**ESTRATTO DELLA PAGINA:**
___
Streghe boreali: O-Janà [col video ancora inedito di “The Crescent Moon Bear”]
Il disco del duo O-Janà, uscito poco meno di un anno fa, ci ha fatto drizzare le orecchie: in perfetto e magnetico equilibrio tra mood da Grande Nord (la pianista Alessandra Bossa, anche all’elettronica e al Rhodes, ha vissuto a lungo in Lapponia) e tuffi a occhi chiusi nell’oceano del suono, conservando però la capacità di scrivere pezzi espansi e accessibili (la vocalità multiforme di Ludovica Manzo trova qui campo aperto), in bilico tra tentazioni avant ed afflato pop. Se la cantante è, tra le altre cose, presente nel nuovo disco degli ottimi ACRE, in uscita su AUT Records, la Bossa ha invece ad esempio suonato con Francesco Massaro, uno tra i musicisti più interessanti della scena creativa italiana. Forte di collaborazioni di grande prestigio (Michele Rabbia ed Eivind Aarset), Inland Images è un disco che inventa mondi, abitato da una libertà che sa del miglior jazz, denso di un fascino imprendibile, capace di stregare. Era necessario approfondire con qualche domanda per carpire i segreti di queste affascinanti eresie.
___
**DATI FORNITI:**

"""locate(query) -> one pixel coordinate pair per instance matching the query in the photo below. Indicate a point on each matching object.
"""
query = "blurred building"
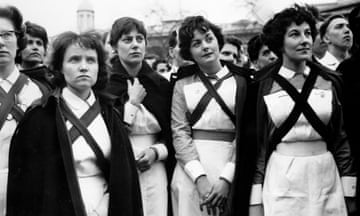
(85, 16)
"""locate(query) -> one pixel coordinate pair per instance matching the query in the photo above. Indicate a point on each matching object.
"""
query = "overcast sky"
___
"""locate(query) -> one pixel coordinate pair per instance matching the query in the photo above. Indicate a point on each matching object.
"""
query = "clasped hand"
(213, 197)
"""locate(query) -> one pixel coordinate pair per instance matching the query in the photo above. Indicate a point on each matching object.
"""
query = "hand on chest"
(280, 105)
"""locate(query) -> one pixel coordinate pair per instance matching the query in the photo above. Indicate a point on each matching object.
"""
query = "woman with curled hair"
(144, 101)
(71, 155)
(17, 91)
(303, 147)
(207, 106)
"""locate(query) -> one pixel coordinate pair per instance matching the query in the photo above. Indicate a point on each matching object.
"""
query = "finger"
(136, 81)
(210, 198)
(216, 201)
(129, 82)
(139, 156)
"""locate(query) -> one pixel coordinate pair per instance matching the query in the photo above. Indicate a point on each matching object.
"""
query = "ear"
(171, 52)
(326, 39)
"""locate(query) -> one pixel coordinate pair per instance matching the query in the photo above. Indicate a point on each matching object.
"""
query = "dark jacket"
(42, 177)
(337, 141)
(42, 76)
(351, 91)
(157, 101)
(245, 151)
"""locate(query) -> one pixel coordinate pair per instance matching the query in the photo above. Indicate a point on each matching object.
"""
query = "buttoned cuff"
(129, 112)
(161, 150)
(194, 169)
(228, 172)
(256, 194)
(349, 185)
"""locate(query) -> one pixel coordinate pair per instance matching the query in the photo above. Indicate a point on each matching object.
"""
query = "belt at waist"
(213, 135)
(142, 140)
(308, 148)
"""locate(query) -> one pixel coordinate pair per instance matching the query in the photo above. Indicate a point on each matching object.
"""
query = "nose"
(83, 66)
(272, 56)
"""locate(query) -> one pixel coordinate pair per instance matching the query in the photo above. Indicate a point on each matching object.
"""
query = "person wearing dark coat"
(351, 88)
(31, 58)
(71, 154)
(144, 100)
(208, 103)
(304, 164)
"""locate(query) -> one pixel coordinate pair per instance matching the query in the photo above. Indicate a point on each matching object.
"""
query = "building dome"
___
**BREVE COMPITO 1:** Nell'articolo sul duo O-Janà, riscriva in forma di elenco il paragrafo che comincia con «Il disco del duo O-Janà», mantenendone i fatti principali.
**BREVE COMPITO 2:** Riprenda l'articolo sul duo O-Janà dal punto in cui si interrompe.

**SOLUZIONE DELL'ESERCIZIO 1:**
- Il disco del duo O-Janà, Inland Images, è uscito poco meno di un anno fa.
- Unisce atmosfere da Grande Nord e immersioni nel suono a brani espansi e accessibili, in bilico tra tentazioni avant e afflato pop.
- La pianista Alessandra Bossa, impegnata anche all'elettronica e al Rhodes, ha vissuto a lungo in Lapponia e ha suonato, tra l'altro, con Francesco Massaro.
- La cantante Ludovica Manzo, dalla vocalità multiforme, è presente nel nuovo disco degli ACRE, in uscita su AUT Records.
- Il disco vanta collaborazioni di prestigio con Michele Rabbia ed Eivind Aarset.
- È un lavoro che inventa mondi, con una libertà che richiama il miglior jazz e un fascino capace di stregare.
- Di qui la scelta di approfondire con alcune domande.

**SOLUZIONE DELL'ESERCIZIO 2:**
O-Janà, da Janara, strega: perché?
Alessandra: Avendo entrambe origini campane ci piaceva l’idea di evocare un mondo antico, un po’ magico, che appartenesse alle credenze popolari e nello specifico a quelle della tradizione del Sud Italia. Il termine Janara è saltato fuori quasi subito. Abbiamo poi giocato con questa parola facendola diventare tronca e dandole un’accezione maschile aggiungendo l’articolo determinativo “il” e traducendolo in napoletano con “O” per l’appunto. Anche nel pronunciarlo bisogna un po’ pensare al dialetto napoletano.
Orgogliosa degli accidenti, delle cadute: è un percorso difficile quello di chi vuole tentare sentieri inesplorati nella musica in Italia?
Ludovica: Sì, lo è. Nello specifico non so se il nostro sia un sentiero del tutto inesplorato ma probabilmente poco esplorato, sì. Personalmente ascolto da sempre molta musica internazionale, strumentale o vocale, spesso in lingua inglese, per una naturale attrazione. In Italia siamo di tendenza piuttosto conservatori, anche se i tempi sono cambiati ormai da parecchio. Mi sembra che anche nel cosiddetto mondo del jazz, negli ultimi anni, ci sia una maggiore apertura a traiettorie variegate, non necessariamente legate alla tradizione afroamericana o europea degli anni Settanta. Credo che le nuove generazioni siano interessate ad indagare altre musiche come l’elettronica o tutto quel mondo che ruota intorno al pop/rock alternativo e di ricerca.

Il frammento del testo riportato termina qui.